• **PROBLEM TO WORK ON**:
An exact transcription of all the records, free of pictures, is the expected answer.

■ ■ ■ ■ ■ ■ ■

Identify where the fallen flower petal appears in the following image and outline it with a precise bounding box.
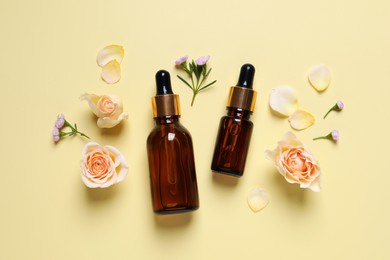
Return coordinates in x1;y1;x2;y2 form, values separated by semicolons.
289;110;315;130
308;64;331;92
247;188;270;213
101;60;121;84
269;86;299;117
97;44;124;67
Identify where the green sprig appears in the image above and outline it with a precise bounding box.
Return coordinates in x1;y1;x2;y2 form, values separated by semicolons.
176;57;217;106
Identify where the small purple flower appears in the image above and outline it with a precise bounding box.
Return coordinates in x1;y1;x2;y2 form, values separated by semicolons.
331;129;339;141
195;55;210;66
175;55;188;65
53;127;60;143
55;117;65;128
336;100;344;110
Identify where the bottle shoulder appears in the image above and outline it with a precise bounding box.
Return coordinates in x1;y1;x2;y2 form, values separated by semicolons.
220;115;253;126
147;121;193;143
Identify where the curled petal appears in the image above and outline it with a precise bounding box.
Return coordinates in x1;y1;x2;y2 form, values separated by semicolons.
101;60;121;84
247;188;270;213
97;111;129;128
80;93;105;117
269;86;299;117
97;44;124;67
308;64;331;92
288;110;315;130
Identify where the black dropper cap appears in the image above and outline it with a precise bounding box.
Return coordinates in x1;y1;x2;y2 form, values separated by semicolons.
226;63;257;112
236;64;255;89
152;70;180;118
155;70;173;95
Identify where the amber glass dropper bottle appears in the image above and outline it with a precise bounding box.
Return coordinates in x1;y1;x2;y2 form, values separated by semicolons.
211;64;257;177
146;70;199;214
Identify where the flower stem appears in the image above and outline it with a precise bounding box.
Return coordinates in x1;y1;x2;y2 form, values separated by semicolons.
64;120;90;139
191;90;197;106
313;133;331;141
323;105;337;119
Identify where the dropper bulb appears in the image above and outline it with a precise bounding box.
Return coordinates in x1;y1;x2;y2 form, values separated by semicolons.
236;64;255;89
155;70;174;95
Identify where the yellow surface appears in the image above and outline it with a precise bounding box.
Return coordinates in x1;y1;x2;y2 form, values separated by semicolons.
1;0;389;259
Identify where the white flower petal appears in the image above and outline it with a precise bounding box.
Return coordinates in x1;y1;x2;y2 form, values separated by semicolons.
106;145;129;183
97;111;128;128
247;188;270;213
80;93;105;117
97;44;124;67
269;86;299;117
101;60;121;84
308;64;331;92
288;110;315;130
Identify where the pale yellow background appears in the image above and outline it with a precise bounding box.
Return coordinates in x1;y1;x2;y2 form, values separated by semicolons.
1;0;389;259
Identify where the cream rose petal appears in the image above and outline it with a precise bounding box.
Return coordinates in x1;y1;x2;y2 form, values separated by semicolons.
97;44;124;67
101;60;121;84
106;145;128;183
308;64;331;92
247;188;270;213
97;111;129;128
269;86;299;117
288;110;315;130
80;93;105;117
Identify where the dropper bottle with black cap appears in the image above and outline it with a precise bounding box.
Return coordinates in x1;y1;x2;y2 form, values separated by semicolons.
211;64;257;177
147;70;199;214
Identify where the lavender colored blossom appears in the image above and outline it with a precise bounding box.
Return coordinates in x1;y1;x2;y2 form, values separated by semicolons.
175;55;188;65
195;55;210;66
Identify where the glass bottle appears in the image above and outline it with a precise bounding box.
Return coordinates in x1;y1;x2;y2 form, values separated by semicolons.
211;64;257;177
147;70;199;214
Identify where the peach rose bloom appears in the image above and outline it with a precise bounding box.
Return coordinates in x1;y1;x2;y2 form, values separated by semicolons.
265;132;321;192
81;142;128;188
80;93;128;128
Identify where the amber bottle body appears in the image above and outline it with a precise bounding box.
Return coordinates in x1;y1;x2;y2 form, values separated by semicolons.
147;116;199;214
211;107;253;177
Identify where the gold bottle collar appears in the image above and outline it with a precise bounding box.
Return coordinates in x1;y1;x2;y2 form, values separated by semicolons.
152;94;181;118
226;86;257;112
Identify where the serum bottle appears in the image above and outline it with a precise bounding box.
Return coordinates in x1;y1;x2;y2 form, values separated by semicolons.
147;70;199;214
211;64;257;177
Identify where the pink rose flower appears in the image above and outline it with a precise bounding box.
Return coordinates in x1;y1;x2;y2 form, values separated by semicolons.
265;132;322;192
80;142;128;188
80;93;128;128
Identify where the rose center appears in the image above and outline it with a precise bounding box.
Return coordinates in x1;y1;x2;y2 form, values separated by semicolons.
99;97;116;114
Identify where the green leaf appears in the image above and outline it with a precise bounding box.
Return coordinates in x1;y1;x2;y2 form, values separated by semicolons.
177;75;193;90
199;80;217;91
205;67;212;78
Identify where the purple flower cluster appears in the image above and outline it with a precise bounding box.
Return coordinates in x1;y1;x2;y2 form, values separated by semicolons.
175;55;217;106
53;114;65;143
52;114;89;143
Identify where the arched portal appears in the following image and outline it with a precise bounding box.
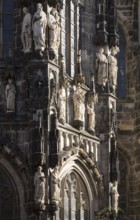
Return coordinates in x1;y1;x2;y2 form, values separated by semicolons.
0;156;27;220
0;164;19;220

■ ■ ■ ■ ■ ■ ■

• **WORKED SOLUTION**:
Identify where the fallen flower petal appears in the following image and outline it with a precise bounding box.
Return coordinates in x1;y1;x2;y2 form, values separated by semicolons.
289;110;315;130
308;64;331;92
247;188;270;213
101;60;121;84
269;86;299;117
97;44;124;67
Identify where the green sprig appears in the image above and outline it with a precise bounding box.
Return coordinates in x1;y1;x2;y2 form, values separated by semicolons.
176;57;217;106
Identify where the small purple flower appears in the image above and outline it with a precise bounding box.
Return coordinates in x1;y1;x2;y2 form, values separated by semicolons.
331;129;339;141
195;55;210;66
175;55;188;65
53;127;60;143
55;117;65;128
336;100;344;110
Identify where the bottle shoulder appears in the image above and outline it with a precise bounding box.
Return coordinates in x1;y1;x2;y2 form, values separated by semicolons.
220;115;253;126
147;121;193;143
Identify where the curled petal appears in the image above and outline it with a precise bounding box.
Return coordinates in x1;y1;x2;y2 form, values separated by semicolons.
101;60;121;84
247;188;270;213
97;111;129;128
80;93;105;117
269;86;299;117
97;44;124;67
308;64;331;92
288;110;315;130
Identify where the black dropper cap appears in the image above and outline it with a precise bounding box.
Return coordinates in x1;y1;x2;y2 form, values separated by semicolons.
226;63;257;112
236;64;255;89
152;70;180;118
155;70;173;95
Identify where the amber glass dropper bottle appears in the image above and outline it with a precise bounding box.
Return coordinates in x1;y1;x2;y2 form, values separated by semicolons.
211;64;257;177
146;70;199;214
Identify where the flower stem appears in the image above and outline it with a precise bounding box.
Return coordinates in x1;y1;x2;y2 form, values separated by semicolons.
64;120;90;139
191;90;197;106
313;133;331;141
323;105;337;119
Identify where the dropper bulb appears in the image above and outline it with a precise bounding box.
Return coordinates in x1;y1;x2;y2 form, values separated by semicolons.
236;64;255;89
155;70;174;95
Identify where the yellow surface appears in the image above and outline it with a precise bounding box.
Return coordinates in x1;y1;x2;y2 form, values separated by semicolons.
1;0;389;259
Identify where the white flower petal appears in the image above and outline it with a precise bounding box.
Return coordinates in x1;y1;x2;y2 form, values separated by semicolons.
106;145;129;183
97;111;128;128
247;188;270;213
80;93;105;117
97;44;124;67
269;86;299;117
101;60;121;84
308;64;331;92
288;110;315;130
Identify where the pale yellow background appears in the image above and outline it with a precise bounding box.
Return coordinates in x1;y1;x2;y2 form, values separated by semicolons.
1;0;389;259
Identify where the cream rose petal appears in the image above and outline it with a precise bounding box.
Return coordinates in x1;y1;x2;y2 form, values separated by semicolons.
97;44;124;67
101;60;121;84
106;145;128;183
308;64;331;92
247;188;270;213
97;111;129;128
269;86;299;117
288;110;315;130
80;93;105;117
Identify where the dropper bottle with black cap appears in the image above and outline it with a precise bounding box.
Return coordinates in x1;y1;x2;y2 form, values separated by semicolons.
211;64;257;177
147;70;199;214
Identify where the lavender colored blossom appears in the image above and outline it with a precise bounding box.
Return coordinates in x1;y1;x2;y2 form, values separated by semicolons.
175;55;188;65
195;55;210;66
Identify where the glass bottle appears in the image above and outline it with a precise bounding box.
Return coordinates in x1;y1;x2;y2 form, values separated by semicolons.
211;64;257;177
147;70;199;214
Identify where the peach rose bloom appears in the image above and outline it with a precise bounding box.
Return coordinates in x1;y1;x2;y2 form, values separated by semicolons.
265;132;321;192
81;142;128;188
80;93;128;128
Identify where the amber bottle body appears in the image above and outline it with a precise bounding box.
Return coordinates in x1;y1;x2;y2 form, values separated by semicolons.
147;116;199;214
211;107;253;177
Identify where the gold bottle collar appears in the image above and outline it with a precise bounding box.
Return coordinates in x1;y1;x2;y2 form, values separated by semicolons.
152;94;181;118
226;86;257;112
Identify where the serum bottle appears in the image above and outline it with a precise bounding box.
Return coordinates in x1;y1;x2;y2 form, values separated by semicolons.
147;70;199;214
211;64;257;177
Identify where the pink rose flower appears in the image above and outline it with a precise bounding box.
Return coordinates in x1;y1;x2;y2 form, values separated by semicolons.
265;132;322;192
80;142;128;188
80;93;128;128
Identify where the rose center appears in the image above and outline it with a precise bounding box.
Return coordinates in x1;y1;x2;y2 form, values separated by semicolons.
99;97;116;114
Identify where the green leaf appears in the image above and outline it with a precise bounding box.
Return coordinates in x1;y1;x2;y2 form, values separated by semicolons.
177;75;193;90
199;80;217;91
205;67;212;78
Identify where the purple flower cluster appears in the image above and outline it with a precise bounding box.
Return coordinates in x1;y1;x2;y2 form, values separated by semicolons.
175;55;217;106
53;114;65;143
52;114;89;143
Identify where the arched portal appears in the following image and outline it with a precise bounding box.
Return coordinates in x1;y1;x2;y2 form, values separated by semicolons.
0;156;27;220
0;164;19;220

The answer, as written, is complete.